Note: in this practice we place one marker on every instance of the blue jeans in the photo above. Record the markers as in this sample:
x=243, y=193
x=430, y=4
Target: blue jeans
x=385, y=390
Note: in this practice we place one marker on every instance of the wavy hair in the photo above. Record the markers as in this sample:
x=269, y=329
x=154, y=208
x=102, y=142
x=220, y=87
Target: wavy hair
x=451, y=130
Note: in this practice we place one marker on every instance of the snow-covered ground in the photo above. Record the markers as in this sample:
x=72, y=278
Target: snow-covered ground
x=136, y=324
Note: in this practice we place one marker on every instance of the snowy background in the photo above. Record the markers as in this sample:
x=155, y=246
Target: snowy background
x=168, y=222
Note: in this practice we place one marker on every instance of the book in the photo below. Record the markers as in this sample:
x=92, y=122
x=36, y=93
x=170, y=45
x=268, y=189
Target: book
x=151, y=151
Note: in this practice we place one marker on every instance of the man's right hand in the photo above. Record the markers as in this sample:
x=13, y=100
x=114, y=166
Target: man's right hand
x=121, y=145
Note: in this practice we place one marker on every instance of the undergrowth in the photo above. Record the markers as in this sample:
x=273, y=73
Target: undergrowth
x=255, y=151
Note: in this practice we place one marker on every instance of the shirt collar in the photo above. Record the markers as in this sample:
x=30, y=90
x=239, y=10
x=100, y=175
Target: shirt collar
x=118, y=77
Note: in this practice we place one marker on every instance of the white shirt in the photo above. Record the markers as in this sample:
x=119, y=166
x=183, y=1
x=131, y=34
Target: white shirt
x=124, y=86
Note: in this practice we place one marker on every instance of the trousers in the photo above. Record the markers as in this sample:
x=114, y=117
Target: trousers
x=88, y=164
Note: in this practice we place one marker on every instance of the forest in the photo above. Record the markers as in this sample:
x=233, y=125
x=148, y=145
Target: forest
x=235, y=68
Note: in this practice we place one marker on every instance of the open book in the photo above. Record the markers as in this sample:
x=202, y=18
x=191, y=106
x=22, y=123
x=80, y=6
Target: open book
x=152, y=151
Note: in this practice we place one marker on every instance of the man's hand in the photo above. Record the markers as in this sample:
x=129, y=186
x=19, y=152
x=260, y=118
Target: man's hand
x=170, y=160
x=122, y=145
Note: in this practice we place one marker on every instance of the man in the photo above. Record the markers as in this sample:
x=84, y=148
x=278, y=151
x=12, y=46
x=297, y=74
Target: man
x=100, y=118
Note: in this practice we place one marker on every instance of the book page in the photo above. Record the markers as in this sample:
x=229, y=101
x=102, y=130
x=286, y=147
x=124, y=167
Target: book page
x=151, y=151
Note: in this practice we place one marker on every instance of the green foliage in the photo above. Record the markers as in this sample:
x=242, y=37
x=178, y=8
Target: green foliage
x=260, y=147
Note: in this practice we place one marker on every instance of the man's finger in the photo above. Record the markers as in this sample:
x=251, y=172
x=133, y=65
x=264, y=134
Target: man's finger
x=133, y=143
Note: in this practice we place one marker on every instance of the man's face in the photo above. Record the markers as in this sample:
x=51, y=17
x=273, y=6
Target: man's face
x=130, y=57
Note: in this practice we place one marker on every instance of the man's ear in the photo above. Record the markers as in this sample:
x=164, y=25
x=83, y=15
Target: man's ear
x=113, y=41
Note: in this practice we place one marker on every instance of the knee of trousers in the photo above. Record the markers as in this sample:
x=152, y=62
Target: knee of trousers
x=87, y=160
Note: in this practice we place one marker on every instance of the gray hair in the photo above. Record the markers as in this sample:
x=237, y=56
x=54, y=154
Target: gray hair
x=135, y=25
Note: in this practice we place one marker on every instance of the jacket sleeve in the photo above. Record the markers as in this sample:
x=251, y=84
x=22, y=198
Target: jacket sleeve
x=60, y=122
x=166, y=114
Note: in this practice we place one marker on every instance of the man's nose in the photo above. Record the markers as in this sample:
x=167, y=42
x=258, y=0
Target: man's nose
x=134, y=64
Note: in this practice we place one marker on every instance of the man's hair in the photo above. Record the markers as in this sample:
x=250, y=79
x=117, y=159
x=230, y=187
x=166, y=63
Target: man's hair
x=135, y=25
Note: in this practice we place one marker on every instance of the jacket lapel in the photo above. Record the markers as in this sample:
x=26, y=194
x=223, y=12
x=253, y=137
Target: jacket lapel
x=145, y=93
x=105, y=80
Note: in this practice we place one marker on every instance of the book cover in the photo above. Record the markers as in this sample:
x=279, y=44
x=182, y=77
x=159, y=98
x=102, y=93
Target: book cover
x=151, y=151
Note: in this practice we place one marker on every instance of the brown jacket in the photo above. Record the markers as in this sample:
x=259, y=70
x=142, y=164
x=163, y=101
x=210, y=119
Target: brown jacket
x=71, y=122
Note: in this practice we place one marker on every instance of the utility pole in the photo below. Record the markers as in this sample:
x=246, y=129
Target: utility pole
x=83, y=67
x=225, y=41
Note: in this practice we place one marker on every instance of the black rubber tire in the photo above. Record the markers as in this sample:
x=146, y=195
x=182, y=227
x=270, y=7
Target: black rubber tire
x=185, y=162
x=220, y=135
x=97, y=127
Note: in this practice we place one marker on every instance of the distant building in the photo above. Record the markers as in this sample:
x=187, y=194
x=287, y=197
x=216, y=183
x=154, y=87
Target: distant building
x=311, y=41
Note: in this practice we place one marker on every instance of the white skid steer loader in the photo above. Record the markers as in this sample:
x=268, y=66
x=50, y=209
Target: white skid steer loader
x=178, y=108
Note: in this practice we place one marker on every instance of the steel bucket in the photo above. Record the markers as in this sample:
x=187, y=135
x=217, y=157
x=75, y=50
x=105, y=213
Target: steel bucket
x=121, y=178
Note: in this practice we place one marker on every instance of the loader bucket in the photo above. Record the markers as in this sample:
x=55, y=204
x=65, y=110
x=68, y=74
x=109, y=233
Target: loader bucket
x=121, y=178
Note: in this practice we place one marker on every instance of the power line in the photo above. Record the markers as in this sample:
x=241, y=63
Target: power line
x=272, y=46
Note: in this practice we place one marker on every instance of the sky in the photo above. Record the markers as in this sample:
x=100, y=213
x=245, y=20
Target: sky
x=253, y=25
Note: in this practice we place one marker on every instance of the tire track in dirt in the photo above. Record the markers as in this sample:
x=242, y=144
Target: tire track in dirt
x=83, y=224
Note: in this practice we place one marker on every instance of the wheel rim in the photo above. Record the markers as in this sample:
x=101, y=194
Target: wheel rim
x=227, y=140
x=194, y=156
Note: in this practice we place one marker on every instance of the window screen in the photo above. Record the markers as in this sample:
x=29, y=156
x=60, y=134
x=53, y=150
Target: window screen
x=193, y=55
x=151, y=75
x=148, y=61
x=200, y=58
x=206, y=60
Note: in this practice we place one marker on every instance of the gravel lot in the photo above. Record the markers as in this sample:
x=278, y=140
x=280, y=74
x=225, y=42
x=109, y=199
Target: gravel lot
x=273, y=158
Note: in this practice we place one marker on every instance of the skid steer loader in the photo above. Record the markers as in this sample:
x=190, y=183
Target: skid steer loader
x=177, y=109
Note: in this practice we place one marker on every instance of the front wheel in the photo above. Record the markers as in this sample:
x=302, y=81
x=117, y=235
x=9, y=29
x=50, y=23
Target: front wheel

* * * *

* [Challenge]: Recast every line of the entries above as a Markdown table with the columns Row and Line. Put a running number in Row and the line itself in Line, and leave out any blank lines.

* [Solution to this problem]:
| Row | Line |
|---|---|
| 1 | Note: in this practice we place one marker on every instance of the blue jeans in the photo above. Record the markers as in this sample: |
| 2 | x=243, y=193 |
| 3 | x=430, y=4 |
| 4 | Target: blue jeans |
| 5 | x=385, y=390 |
| 6 | Note: in this practice we place one marker on every instance of the wavy hair in the photo above. Record the markers as in this sample: |
| 7 | x=269, y=329 |
| 8 | x=154, y=208 |
| 9 | x=102, y=142 |
| 10 | x=220, y=87 |
| 11 | Target: wavy hair |
| 12 | x=451, y=130 |
| 13 | Note: in this practice we place one marker on every instance of the snow-covered ground in the photo above. Record the markers as in this sample: |
| 14 | x=72, y=278 |
| 15 | Target: snow-covered ground |
| 16 | x=136, y=324 |
| 17 | Note: in this practice we place one marker on every instance of the snowy background in the photo above. Record the markers as in this sample: |
| 18 | x=155, y=246 |
| 19 | Target: snowy background |
| 20 | x=168, y=222 |
| 21 | Note: in this practice we place one marker on every instance of the book in the photo below. Record the markers as in this sample: |
| 22 | x=92, y=122 |
| 23 | x=36, y=93 |
| 24 | x=170, y=45 |
| 25 | x=268, y=189 |
| 26 | Target: book |
| 27 | x=151, y=151 |
| 28 | Note: in this practice we place one marker on every instance of the man's right hand in the photo above. Record the markers as in this sample: |
| 29 | x=13, y=100 |
| 30 | x=114, y=166 |
| 31 | Target: man's right hand |
| 32 | x=121, y=145 |
| 33 | Note: in this practice we place one marker on every instance of the undergrowth in the photo above. Record the markers as in this sample: |
| 34 | x=273, y=73 |
| 35 | Target: undergrowth |
| 36 | x=255, y=151 |
| 37 | Note: in this practice we place one marker on every instance of the shirt collar in the photo above. Record the markers as in this sample: |
| 38 | x=30, y=90 |
| 39 | x=239, y=10 |
| 40 | x=100, y=175 |
| 41 | Target: shirt collar |
| 42 | x=118, y=77 |
| 43 | Note: in this practice we place one marker on every instance of the white shirt in the photo above. Record the markers as in this sample: |
| 44 | x=119, y=166 |
| 45 | x=183, y=1 |
| 46 | x=131, y=34 |
| 47 | Target: white shirt |
| 48 | x=124, y=86 |
| 49 | Note: in this practice we place one marker on every instance of the trousers in the photo above. Record the markers as in this sample: |
| 50 | x=114, y=117 |
| 51 | Target: trousers |
| 52 | x=88, y=164 |
| 53 | Note: in this practice we place one marker on every instance of the forest in the photo above. Record the markers as in this sample: |
| 54 | x=233, y=125 |
| 55 | x=148, y=145 |
| 56 | Target: forest |
| 57 | x=235, y=68 |
| 58 | Note: in this practice we place one marker on every instance of the open book in the photo above. Record the markers as in this sample: |
| 59 | x=202, y=18 |
| 60 | x=191, y=106 |
| 61 | x=22, y=123 |
| 62 | x=80, y=6 |
| 63 | Target: open book |
| 64 | x=152, y=151 |
| 65 | Note: in this practice we place one marker on every instance of the man's hand in the photo above. Record the markers as in this sample: |
| 66 | x=129, y=186 |
| 67 | x=19, y=152 |
| 68 | x=260, y=118 |
| 69 | Target: man's hand |
| 70 | x=170, y=160 |
| 71 | x=122, y=145 |
| 72 | Note: in this practice we place one marker on every instance of the man in the photo above. Record the markers as in this sample: |
| 73 | x=84, y=148 |
| 74 | x=278, y=151 |
| 75 | x=12, y=46 |
| 76 | x=297, y=74 |
| 77 | Target: man |
| 78 | x=100, y=118 |
| 79 | Note: in this practice we place one marker on every instance of the book page in the photo above. Record the markers as in this sample: |
| 80 | x=229, y=101 |
| 81 | x=102, y=130 |
| 82 | x=286, y=147 |
| 83 | x=124, y=167 |
| 84 | Target: book page |
| 85 | x=151, y=151 |
| 86 | Note: in this practice we place one marker on every instance of the green foliage in the photo above. Record the markers as in this sample: |
| 87 | x=242, y=37 |
| 88 | x=178, y=8 |
| 89 | Target: green foliage |
| 90 | x=260, y=147 |
| 91 | Note: in this practice we place one marker on every instance of the man's finger in the photo above. Record the markers as in this sample: |
| 92 | x=251, y=172 |
| 93 | x=133, y=65 |
| 94 | x=264, y=134 |
| 95 | Target: man's finger |
| 96 | x=133, y=143 |
| 97 | Note: in this practice we place one marker on every instance of the man's face in the photo above. Record the markers as in this sample: |
| 98 | x=51, y=17 |
| 99 | x=273, y=6 |
| 100 | Target: man's face |
| 101 | x=130, y=57 |
| 102 | Note: in this practice we place one marker on every instance of the man's ear in the photo above. Record the markers as in this sample: |
| 103 | x=164, y=25 |
| 104 | x=83, y=15 |
| 105 | Target: man's ear |
| 106 | x=113, y=41 |
| 107 | Note: in this practice we place one marker on every instance of the knee of trousers in the photo above. Record the markers as in this sample: |
| 108 | x=152, y=62 |
| 109 | Target: knee of trousers |
| 110 | x=87, y=160 |
| 111 | Note: in this practice we place one marker on every instance of the gray hair in the photo above. Record the markers as in this sample: |
| 112 | x=237, y=56 |
| 113 | x=54, y=154 |
| 114 | Target: gray hair |
| 115 | x=135, y=25 |
| 116 | Note: in this practice we place one marker on every instance of the jacket sleeve in the photo above. Record the markers as in this sample: |
| 117 | x=251, y=84 |
| 118 | x=22, y=198 |
| 119 | Target: jacket sleeve |
| 120 | x=60, y=122 |
| 121 | x=166, y=114 |
| 122 | Note: in this practice we place one marker on every instance of the man's nose in the photo above. Record the markers as in this sample: |
| 123 | x=167, y=42 |
| 124 | x=258, y=0 |
| 125 | Target: man's nose |
| 126 | x=134, y=64 |
| 127 | Note: in this practice we place one marker on every instance of the man's hair in the photo above. Record the markers as in this sample: |
| 128 | x=250, y=79 |
| 129 | x=117, y=159 |
| 130 | x=230, y=187 |
| 131 | x=166, y=63 |
| 132 | Target: man's hair |
| 133 | x=135, y=25 |
| 134 | Note: in this practice we place one marker on every instance of the jacket lapel in the photo above. Record the markers as in this sample: |
| 135 | x=26, y=194 |
| 136 | x=223, y=12 |
| 137 | x=253, y=137 |
| 138 | Target: jacket lapel |
| 139 | x=145, y=93 |
| 140 | x=105, y=80 |
| 141 | Note: in this practice we place one marker on every instance of the book cover in the photo above. Record the markers as in this sample: |
| 142 | x=279, y=44 |
| 143 | x=182, y=77 |
| 144 | x=159, y=98 |
| 145 | x=102, y=93 |
| 146 | Target: book cover |
| 147 | x=151, y=151 |
| 148 | Note: in this practice we place one marker on every instance of the brown jacket in the photo above. Record the markers as in this sample: |
| 149 | x=259, y=70 |
| 150 | x=142, y=164 |
| 151 | x=163, y=101 |
| 152 | x=210, y=119 |
| 153 | Target: brown jacket |
| 154 | x=71, y=122 |
| 155 | Note: in this practice we place one marker on every instance of the utility pole in the photo below. Record the markers as in this sample: |
| 156 | x=246, y=129 |
| 157 | Target: utility pole |
| 158 | x=83, y=67 |
| 159 | x=225, y=41 |
| 160 | Note: in this practice we place one marker on every instance of the black rubber tire in the photo above. Record the markers as in this sample: |
| 161 | x=146, y=195 |
| 162 | x=182, y=227 |
| 163 | x=270, y=7 |
| 164 | Target: black rubber tire |
| 165 | x=185, y=162 |
| 166 | x=220, y=135 |
| 167 | x=97, y=127 |
| 168 | Note: in this practice we place one marker on every instance of the distant building in the photo above. Record the markers as in this sample: |
| 169 | x=187, y=194 |
| 170 | x=287, y=197 |
| 171 | x=216, y=183 |
| 172 | x=154, y=87 |
| 173 | Target: distant building |
| 174 | x=311, y=41 |
| 175 | Note: in this practice we place one marker on every instance of the white skid steer loader in the photo above. Record the markers as in this sample: |
| 176 | x=268, y=66 |
| 177 | x=50, y=209 |
| 178 | Target: white skid steer loader |
| 179 | x=178, y=108 |
| 180 | Note: in this practice we place one marker on every instance of the steel bucket in the photo above. Record the markers as in this sample: |
| 181 | x=187, y=135 |
| 182 | x=217, y=157 |
| 183 | x=75, y=50 |
| 184 | x=105, y=213 |
| 185 | Target: steel bucket |
| 186 | x=121, y=178 |
| 187 | Note: in this practice we place one marker on every instance of the loader bucket in the photo above. Record the markers as in this sample: |
| 188 | x=55, y=204 |
| 189 | x=65, y=110 |
| 190 | x=68, y=74 |
| 191 | x=109, y=233 |
| 192 | Target: loader bucket |
| 193 | x=121, y=178 |
| 194 | Note: in this practice we place one marker on every instance of the power line in the photo above. Record the markers as in this sample: |
| 195 | x=241, y=63 |
| 196 | Target: power line |
| 197 | x=272, y=46 |
| 198 | Note: in this practice we place one marker on every instance of the sky in the photo above. Record the markers as in this sample: |
| 199 | x=100, y=213 |
| 200 | x=245, y=20 |
| 201 | Target: sky |
| 202 | x=253, y=25 |
| 203 | Note: in this practice we place one marker on every instance of the tire track in dirt in the photo above. Record the markers as in this sample: |
| 204 | x=242, y=144 |
| 205 | Target: tire track in dirt |
| 206 | x=83, y=224 |
| 207 | Note: in this practice we place one marker on every instance of the wheel rim in the photo above. Record the markers as in this sample: |
| 208 | x=101, y=194 |
| 209 | Target: wheel rim |
| 210 | x=227, y=140 |
| 211 | x=194, y=156 |
| 212 | Note: in this practice we place one marker on every instance of the window screen in the photo above. Record the markers as in this sample: |
| 213 | x=29, y=156 |
| 214 | x=60, y=134 |
| 215 | x=53, y=150 |
| 216 | Target: window screen |
| 217 | x=193, y=55 |
| 218 | x=151, y=75 |
| 219 | x=148, y=61 |
| 220 | x=200, y=58 |
| 221 | x=206, y=60 |
| 222 | Note: in this practice we place one marker on every instance of the gravel lot in the photo above. Record the markers as in this sample: |
| 223 | x=278, y=140 |
| 224 | x=280, y=74 |
| 225 | x=225, y=42 |
| 226 | x=109, y=199 |
| 227 | Target: gravel lot |
| 228 | x=273, y=158 |
| 229 | Note: in this practice we place one marker on every instance of the skid steer loader in the photo above. Record the markers as in this sample: |
| 230 | x=190, y=183 |
| 231 | Target: skid steer loader |
| 232 | x=177, y=109 |
| 233 | Note: in this practice we place one marker on every instance of the front wheel in the photo above. Record the markers as in this sample: |
| 234 | x=302, y=81 |
| 235 | x=117, y=235 |
| 236 | x=9, y=29 |
| 237 | x=50, y=23 |
| 238 | Target: front wheel |